Shape labeling rows
-=-=-=-=-

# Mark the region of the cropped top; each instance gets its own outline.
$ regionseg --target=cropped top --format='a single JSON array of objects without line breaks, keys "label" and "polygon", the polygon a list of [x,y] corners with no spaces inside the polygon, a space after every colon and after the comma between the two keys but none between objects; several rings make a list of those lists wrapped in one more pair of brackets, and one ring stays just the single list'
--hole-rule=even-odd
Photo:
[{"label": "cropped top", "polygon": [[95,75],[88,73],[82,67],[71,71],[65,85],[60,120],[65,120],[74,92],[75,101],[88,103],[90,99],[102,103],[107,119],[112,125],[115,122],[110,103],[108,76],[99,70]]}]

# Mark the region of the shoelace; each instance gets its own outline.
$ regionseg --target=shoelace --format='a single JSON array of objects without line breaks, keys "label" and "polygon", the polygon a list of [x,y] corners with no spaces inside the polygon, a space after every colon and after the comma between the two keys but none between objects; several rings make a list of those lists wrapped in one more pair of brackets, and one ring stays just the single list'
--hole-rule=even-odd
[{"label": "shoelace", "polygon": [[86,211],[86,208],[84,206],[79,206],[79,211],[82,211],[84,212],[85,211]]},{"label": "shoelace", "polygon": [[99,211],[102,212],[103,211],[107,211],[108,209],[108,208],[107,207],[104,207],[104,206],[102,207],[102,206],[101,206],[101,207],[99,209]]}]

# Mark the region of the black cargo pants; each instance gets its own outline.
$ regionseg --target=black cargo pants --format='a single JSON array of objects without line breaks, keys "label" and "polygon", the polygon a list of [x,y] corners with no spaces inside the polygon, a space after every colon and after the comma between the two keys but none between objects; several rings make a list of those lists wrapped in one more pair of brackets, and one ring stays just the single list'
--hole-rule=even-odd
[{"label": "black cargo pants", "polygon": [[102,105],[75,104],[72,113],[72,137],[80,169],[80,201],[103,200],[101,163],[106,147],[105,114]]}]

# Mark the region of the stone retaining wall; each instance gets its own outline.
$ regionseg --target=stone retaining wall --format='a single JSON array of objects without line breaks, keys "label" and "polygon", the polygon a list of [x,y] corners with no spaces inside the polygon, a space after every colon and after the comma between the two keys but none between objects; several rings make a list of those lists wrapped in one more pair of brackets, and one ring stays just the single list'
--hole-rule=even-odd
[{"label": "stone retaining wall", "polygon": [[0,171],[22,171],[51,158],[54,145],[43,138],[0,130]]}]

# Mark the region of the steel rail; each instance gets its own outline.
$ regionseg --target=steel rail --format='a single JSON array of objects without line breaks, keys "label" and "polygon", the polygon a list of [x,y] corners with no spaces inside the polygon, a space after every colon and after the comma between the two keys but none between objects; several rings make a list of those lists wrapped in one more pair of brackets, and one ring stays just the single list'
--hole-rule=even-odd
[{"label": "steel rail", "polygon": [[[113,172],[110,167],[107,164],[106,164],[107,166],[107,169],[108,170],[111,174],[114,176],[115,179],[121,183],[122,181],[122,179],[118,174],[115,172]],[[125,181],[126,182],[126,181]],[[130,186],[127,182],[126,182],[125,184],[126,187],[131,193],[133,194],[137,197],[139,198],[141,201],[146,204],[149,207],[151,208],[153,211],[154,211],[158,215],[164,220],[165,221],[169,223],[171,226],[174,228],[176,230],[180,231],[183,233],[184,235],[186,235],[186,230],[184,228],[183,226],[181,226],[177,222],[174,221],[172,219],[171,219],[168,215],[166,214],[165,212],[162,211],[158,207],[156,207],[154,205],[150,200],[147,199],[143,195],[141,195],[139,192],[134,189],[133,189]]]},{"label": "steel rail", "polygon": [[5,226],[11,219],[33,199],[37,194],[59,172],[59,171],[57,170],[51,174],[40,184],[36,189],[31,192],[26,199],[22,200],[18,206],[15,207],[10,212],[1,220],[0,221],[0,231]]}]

-=-=-=-=-

From the rows above, pull out every line that contains the word "each". The match is case-sensitive.

# Mark the region of the cropped top; each instance gets its own outline.
# Mark the region of the shoelace; each instance gets its own outline.
# Mark the region of the black cargo pants; each instance gets its own outline.
# Mark the region of the stone retaining wall; each instance gets its own outline.
# Mark the region of the steel rail; each instance gets its own outline.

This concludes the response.